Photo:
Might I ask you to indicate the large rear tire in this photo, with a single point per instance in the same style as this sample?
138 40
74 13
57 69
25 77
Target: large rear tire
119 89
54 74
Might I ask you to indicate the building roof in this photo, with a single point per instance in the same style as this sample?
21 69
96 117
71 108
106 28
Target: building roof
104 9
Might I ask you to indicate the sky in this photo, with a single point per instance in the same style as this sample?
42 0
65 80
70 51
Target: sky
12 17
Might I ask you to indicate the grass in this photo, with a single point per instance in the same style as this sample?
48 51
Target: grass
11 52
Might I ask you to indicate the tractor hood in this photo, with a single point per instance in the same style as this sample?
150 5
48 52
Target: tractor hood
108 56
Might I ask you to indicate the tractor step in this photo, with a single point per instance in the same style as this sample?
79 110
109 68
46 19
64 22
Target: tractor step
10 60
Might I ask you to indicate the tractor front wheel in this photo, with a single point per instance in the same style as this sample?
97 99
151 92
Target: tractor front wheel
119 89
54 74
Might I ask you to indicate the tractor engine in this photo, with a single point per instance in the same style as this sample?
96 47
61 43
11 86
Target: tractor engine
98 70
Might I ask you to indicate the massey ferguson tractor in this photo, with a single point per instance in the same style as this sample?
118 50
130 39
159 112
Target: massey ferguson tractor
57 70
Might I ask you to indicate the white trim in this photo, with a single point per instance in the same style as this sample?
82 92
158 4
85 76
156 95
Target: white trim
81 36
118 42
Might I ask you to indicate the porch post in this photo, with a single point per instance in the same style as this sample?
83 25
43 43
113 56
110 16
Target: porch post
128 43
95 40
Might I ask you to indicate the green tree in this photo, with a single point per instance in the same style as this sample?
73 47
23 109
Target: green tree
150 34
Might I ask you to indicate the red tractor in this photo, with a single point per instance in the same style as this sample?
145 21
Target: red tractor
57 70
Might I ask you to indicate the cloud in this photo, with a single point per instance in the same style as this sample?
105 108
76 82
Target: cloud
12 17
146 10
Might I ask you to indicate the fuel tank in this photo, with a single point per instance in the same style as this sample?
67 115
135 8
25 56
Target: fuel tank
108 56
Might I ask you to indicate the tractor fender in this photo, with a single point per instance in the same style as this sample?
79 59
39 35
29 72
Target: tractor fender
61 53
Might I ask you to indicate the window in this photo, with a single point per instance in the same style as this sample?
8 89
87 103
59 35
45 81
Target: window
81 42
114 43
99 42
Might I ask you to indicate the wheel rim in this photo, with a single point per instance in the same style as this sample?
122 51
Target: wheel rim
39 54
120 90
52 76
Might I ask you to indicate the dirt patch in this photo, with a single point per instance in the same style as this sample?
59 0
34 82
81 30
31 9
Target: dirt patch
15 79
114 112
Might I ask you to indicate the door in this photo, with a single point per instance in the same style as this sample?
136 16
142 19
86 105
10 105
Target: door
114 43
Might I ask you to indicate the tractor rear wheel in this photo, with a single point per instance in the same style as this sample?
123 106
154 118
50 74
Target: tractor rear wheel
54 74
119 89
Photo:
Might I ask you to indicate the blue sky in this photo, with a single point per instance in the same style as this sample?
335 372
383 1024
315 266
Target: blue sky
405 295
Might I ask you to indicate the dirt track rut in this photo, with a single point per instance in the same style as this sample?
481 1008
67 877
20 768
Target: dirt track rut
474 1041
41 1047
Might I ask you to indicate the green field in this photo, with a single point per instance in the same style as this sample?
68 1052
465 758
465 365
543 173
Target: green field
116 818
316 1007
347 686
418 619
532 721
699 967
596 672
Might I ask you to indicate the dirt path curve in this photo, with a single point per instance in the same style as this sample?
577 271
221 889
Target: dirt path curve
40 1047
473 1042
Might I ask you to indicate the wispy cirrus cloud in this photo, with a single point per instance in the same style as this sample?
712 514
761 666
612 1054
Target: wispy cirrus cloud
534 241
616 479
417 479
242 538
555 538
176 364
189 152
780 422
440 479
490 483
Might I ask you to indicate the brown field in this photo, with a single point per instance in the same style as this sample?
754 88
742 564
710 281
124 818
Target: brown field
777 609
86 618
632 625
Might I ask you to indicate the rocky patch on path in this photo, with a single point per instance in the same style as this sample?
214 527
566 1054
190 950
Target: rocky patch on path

§ WHAT TO DO
Reproduce every line of the data verbatim.

§ EXERCISE RESPONSE
Photo:
Might I ask you to indicate the large rear tire in this photo, with a single point per instance in the same style as this sample?
138 40
74 13
57 69
25 77
Target: large rear tire
119 89
54 74
Might I ask you to indicate the building roof in this photo, with a single point per instance in the same style as this sample?
21 69
96 117
71 108
106 28
Target: building roof
104 9
Might I ask you to indicate the sky in this photo, with a single point per instance in the same style as this sample?
42 0
65 80
70 51
Target: sky
12 17
Might I ask you to indicate the grass in this photo, with a single point per instance in the same style as this sample?
48 51
Target: grass
11 52
Might I ask you to indicate the tractor hood in this photo, with a single point per instance in the same style as this sample?
150 5
48 52
Target: tractor hood
108 56
Might I ask you to indicate the tractor step in this photo, with a single point per instance in the same style as this sample?
79 110
109 68
46 19
64 22
Target: tractor step
10 60
Might I ask you to indicate the tractor front wheel in this photo, with a single point per instance in the same style as this sample?
97 99
151 92
Target: tractor front wheel
119 89
54 74
Might I ask you to indicate the tractor engine in this photo, with a single point per instance in the same style as this sample?
96 47
61 43
11 86
Target: tractor engine
98 70
Might I ask you to indicate the massey ferguson tractor in this photo, with a single point per instance in the same style as this sample?
118 50
130 39
159 112
Target: massey ferguson tractor
57 70
Might I ask you to indicate the white trim in this photo, with a single point per instance in the same style as this sample?
82 92
158 4
85 76
156 95
Target: white trim
81 36
118 42
Might I ask you to indicate the porch post in this photo, with a single point per instance in the same style as this sample?
83 25
43 43
113 56
110 16
Target: porch post
128 43
95 40
Might I ask you to indicate the green tree in this photo, with a single point per instance in the same style as this sample?
73 47
23 109
Target: green tree
150 34
Might I ask you to indicate the red tractor in this photo, with a single point per instance in the same style as this sample?
145 21
Target: red tractor
57 70
Might I ask you to indicate the cloud in this photo, with a single point per instance in the same style as this sample?
105 108
76 82
Target: cloud
12 17
146 10
Might I ask you to indicate the fuel tank in this photo, with a single point per instance in the same style as this sample?
67 115
135 8
25 56
Target: fuel tank
108 56
Might I ask you to indicate the tractor fender in this photo, with a single point per instance in the same style as this sample?
79 59
39 35
29 72
Target: tractor fender
61 53
Might I ask you to indicate the window in this photo, with a single point per instance in the same style as this sample?
8 89
87 103
59 35
45 81
Target: window
81 42
114 43
99 42
Might I ask you to indicate the wheel rim in this photo, with a single point per instance in the same style as this sample?
122 51
Target: wheel rim
39 54
120 90
52 76
Might I ask you to indicate the dirt patch in this photo, with a single point per instance in the same style as this sample?
59 0
34 82
81 30
31 9
Target: dirt patch
15 79
114 112
Might I ask you to indicate the door in this photo, with a single point per instance in the same style as this sample?
136 16
142 19
86 105
10 105
Target: door
114 43
Might I ask you to indicate the tractor rear wheel in this photo, with a single point per instance in the same style as this sample?
123 106
154 118
50 74
Target: tractor rear wheel
54 74
119 89
Photo:
Might I ask you to indicate the blue sky in this photo, with a single point per instance in the same style as this sample?
335 372
383 1024
315 266
Target: blue sky
405 295
Might I ask you to indicate the dirt track rut in this photo, with a single point per instance in the same style as this sample?
481 1008
67 877
20 768
Target: dirt track rut
474 1041
41 1047
Might I ask you to indicate the green field in this photo, with a single point per instance in the same style as this sample?
68 1052
465 758
465 365
543 173
Target: green field
116 818
316 1007
347 686
418 619
532 721
699 967
596 672
Might I ask you to indicate the dirt path curve in this photo, with a single point per instance in the same style as this sample?
577 271
221 889
Target: dirt path curve
40 1047
473 1042
Might I ask you to indicate the wispy cirrus cloud in this photo, with a single point per instance in the same style as this sample?
712 514
761 666
612 1054
Target: wispy cirrus cloud
534 241
616 479
417 479
242 538
555 538
176 364
189 152
780 422
440 479
490 483
Might I ask you to indicate the brown field in this photo, with a single point per instance in the same style as this sample?
754 88
742 564
710 281
124 818
Target: brown field
777 609
86 618
632 625
Might I ask you to indicate the rocky patch on path in this photo, with a single point per instance in the same style as this sample?
214 527
566 1054
190 950
Target: rocky patch on path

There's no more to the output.